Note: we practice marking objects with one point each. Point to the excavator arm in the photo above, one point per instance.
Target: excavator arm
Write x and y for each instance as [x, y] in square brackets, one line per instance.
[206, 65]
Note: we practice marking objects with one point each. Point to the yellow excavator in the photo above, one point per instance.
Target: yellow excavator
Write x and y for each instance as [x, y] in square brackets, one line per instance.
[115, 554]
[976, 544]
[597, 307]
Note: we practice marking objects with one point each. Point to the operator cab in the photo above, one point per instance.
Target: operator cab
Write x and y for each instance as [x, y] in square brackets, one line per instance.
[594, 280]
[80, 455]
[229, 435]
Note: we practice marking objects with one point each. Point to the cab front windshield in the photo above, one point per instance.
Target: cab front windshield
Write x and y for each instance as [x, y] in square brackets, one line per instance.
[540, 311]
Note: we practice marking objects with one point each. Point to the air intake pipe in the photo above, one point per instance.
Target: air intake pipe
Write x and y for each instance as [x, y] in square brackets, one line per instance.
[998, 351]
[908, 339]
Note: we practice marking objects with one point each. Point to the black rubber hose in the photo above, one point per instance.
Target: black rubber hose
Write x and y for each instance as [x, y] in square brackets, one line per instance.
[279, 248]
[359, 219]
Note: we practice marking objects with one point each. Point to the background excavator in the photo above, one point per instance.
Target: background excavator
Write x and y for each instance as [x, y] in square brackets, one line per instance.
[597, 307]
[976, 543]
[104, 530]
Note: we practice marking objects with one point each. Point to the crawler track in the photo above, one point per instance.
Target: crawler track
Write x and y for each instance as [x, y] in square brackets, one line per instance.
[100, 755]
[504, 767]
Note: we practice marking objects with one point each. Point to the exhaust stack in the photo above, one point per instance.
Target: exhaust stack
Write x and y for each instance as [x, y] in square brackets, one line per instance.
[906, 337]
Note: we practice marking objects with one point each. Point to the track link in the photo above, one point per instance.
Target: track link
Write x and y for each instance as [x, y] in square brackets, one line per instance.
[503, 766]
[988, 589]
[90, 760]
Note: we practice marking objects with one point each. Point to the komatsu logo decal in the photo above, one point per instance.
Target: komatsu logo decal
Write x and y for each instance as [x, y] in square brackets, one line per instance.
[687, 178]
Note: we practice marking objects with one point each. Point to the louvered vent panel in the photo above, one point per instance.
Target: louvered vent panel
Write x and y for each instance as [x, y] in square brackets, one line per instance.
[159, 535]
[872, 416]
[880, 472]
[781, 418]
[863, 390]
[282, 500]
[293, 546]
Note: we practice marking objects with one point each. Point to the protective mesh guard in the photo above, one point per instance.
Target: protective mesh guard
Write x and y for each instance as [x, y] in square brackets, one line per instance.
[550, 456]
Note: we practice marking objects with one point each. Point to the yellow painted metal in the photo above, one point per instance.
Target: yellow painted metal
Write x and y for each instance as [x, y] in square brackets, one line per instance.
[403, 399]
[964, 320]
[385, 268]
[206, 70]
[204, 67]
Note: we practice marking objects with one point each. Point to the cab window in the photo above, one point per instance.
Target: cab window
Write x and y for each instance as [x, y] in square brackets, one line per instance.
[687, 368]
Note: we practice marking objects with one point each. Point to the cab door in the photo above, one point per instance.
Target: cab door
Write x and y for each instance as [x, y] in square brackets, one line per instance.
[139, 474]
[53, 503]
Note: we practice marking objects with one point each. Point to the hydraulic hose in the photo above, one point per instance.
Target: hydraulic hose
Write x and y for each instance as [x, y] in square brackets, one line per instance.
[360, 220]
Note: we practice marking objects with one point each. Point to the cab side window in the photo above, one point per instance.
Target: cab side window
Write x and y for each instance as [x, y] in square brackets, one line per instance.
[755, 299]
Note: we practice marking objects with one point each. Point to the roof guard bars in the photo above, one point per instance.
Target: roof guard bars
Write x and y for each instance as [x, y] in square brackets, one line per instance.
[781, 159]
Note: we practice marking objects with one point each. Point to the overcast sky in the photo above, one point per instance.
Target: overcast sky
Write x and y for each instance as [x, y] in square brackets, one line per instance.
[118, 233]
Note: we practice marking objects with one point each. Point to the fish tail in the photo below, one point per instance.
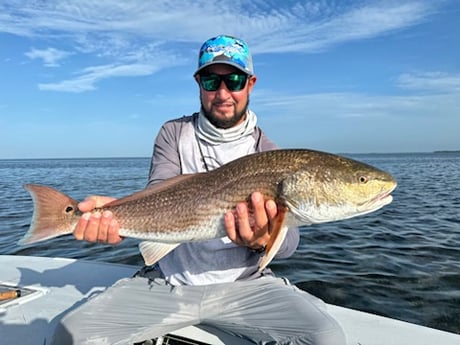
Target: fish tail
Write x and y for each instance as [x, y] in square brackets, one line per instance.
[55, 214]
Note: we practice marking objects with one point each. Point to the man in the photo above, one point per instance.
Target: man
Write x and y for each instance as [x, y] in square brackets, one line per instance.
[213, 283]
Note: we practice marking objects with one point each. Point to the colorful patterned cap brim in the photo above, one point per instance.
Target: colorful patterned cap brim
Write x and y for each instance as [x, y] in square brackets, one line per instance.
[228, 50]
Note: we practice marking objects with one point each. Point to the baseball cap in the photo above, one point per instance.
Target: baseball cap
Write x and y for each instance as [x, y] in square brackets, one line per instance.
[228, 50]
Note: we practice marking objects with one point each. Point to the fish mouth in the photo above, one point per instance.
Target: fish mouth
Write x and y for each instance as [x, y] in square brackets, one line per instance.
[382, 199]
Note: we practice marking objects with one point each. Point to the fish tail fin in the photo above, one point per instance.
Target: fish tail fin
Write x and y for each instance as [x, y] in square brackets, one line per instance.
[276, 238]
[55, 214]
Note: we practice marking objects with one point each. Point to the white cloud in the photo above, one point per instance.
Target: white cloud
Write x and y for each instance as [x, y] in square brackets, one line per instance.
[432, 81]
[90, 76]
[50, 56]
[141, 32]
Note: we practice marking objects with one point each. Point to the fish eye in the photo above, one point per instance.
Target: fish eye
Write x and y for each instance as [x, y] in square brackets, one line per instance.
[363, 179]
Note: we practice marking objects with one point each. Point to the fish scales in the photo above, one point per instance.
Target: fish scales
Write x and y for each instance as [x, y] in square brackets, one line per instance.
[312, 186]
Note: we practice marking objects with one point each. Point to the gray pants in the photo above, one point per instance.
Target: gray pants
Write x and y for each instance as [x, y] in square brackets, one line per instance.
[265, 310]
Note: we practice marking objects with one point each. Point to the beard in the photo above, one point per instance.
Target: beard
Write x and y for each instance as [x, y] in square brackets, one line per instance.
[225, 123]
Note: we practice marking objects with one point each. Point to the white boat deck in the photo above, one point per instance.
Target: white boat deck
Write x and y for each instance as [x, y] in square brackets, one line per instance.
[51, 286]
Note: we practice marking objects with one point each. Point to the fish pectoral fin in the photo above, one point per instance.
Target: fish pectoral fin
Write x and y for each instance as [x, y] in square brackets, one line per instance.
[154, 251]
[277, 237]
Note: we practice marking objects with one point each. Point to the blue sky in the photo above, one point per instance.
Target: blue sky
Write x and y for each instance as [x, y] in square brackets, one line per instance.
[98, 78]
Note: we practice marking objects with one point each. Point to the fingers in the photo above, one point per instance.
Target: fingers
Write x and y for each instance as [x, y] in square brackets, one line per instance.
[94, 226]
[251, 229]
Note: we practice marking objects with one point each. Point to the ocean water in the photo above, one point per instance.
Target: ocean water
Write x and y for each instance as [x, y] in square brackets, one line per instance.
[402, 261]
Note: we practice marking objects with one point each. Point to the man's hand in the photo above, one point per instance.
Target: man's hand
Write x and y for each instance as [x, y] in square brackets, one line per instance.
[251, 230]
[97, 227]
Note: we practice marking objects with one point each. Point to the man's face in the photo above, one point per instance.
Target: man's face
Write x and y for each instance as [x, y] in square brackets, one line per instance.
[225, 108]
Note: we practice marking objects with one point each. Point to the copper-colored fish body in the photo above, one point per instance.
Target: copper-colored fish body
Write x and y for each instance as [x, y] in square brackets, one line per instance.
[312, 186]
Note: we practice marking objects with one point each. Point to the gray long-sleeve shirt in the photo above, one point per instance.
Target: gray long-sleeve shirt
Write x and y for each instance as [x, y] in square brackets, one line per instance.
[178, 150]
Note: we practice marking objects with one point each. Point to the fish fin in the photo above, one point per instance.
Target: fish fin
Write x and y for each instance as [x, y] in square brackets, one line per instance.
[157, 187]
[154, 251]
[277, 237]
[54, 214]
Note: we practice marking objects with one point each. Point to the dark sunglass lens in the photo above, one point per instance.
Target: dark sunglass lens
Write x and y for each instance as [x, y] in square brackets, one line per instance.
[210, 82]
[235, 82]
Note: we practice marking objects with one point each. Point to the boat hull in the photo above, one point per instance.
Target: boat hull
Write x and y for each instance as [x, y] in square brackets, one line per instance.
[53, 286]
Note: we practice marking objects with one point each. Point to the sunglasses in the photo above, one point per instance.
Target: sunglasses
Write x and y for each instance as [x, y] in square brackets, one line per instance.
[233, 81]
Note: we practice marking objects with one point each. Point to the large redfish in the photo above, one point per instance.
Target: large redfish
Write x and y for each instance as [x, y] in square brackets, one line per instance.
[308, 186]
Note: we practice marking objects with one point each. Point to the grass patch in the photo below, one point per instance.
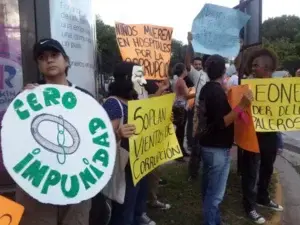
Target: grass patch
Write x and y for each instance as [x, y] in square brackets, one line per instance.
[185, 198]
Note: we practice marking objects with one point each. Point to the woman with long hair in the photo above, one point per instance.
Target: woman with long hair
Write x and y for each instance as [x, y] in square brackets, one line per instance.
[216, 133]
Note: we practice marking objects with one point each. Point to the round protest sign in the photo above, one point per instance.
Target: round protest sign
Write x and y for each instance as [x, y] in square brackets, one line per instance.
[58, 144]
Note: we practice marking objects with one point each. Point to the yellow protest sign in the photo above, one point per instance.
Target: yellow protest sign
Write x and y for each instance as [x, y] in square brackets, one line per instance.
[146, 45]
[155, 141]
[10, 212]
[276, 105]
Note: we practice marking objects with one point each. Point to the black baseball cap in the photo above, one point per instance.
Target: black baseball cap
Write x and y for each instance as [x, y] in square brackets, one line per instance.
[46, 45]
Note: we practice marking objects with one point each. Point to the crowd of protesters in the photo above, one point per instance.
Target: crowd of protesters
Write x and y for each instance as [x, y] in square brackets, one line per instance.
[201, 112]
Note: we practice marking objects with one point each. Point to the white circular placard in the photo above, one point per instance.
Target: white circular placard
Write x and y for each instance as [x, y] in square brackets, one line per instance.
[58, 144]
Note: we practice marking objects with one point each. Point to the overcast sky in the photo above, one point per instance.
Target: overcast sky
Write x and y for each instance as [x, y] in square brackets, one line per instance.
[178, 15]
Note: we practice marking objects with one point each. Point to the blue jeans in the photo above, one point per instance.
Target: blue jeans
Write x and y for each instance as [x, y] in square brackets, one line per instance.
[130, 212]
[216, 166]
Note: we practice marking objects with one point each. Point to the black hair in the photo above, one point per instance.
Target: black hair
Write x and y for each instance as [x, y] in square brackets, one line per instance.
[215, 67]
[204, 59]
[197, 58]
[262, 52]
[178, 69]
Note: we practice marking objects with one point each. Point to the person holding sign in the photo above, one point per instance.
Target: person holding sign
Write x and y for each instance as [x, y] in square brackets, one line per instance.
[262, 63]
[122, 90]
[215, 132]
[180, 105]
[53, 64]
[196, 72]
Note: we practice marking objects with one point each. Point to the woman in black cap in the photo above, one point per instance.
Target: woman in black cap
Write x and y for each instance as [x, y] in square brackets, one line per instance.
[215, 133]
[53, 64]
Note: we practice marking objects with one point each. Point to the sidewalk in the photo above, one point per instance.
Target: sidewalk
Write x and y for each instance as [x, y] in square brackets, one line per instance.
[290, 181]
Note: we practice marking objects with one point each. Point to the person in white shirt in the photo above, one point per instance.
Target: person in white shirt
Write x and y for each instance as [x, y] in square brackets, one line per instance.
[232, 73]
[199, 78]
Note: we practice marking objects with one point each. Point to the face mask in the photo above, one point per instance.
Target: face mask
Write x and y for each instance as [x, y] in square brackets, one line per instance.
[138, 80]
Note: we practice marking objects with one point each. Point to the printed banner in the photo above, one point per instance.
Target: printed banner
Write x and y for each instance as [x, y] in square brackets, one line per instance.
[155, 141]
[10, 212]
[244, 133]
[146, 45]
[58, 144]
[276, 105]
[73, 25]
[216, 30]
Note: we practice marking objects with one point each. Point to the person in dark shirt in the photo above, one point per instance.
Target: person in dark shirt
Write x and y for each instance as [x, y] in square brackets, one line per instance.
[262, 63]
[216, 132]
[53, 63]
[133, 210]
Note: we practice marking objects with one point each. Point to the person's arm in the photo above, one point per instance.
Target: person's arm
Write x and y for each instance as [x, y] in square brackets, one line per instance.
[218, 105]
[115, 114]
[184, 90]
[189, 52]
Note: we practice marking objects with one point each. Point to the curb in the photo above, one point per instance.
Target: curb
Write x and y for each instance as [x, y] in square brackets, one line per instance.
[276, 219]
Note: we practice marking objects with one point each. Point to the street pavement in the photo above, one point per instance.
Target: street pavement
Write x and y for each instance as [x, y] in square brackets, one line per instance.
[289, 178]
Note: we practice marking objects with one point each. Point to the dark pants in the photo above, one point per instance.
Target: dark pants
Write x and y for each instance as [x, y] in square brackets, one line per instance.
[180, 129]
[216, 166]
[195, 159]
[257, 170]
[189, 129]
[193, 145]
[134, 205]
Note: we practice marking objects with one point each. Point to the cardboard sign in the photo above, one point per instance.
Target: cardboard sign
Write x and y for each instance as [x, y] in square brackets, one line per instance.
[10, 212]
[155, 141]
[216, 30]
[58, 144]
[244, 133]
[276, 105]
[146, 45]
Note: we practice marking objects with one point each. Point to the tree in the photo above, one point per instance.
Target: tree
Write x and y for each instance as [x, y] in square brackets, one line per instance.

——————————

Reproduce nothing but the lines from the line containing "to the cardboard" to the last line of the data, each exactly as written.

(The reply):
Note: we practice marking objects with one point each. Point to the cardboard sign in the photo above, one point per instance.
Target: cardboard sign
Write x and y for each instance as [x, y] in square brackets, one line per instance.
[10, 212]
[155, 141]
[216, 30]
[58, 144]
[244, 133]
[276, 105]
[146, 45]
Note: we practice marking objects with one point each. Point to the tree in the photo above, one point per instance.
Target: tree
Write x and y for each instance as [x, y] in square brackets, one line per instance.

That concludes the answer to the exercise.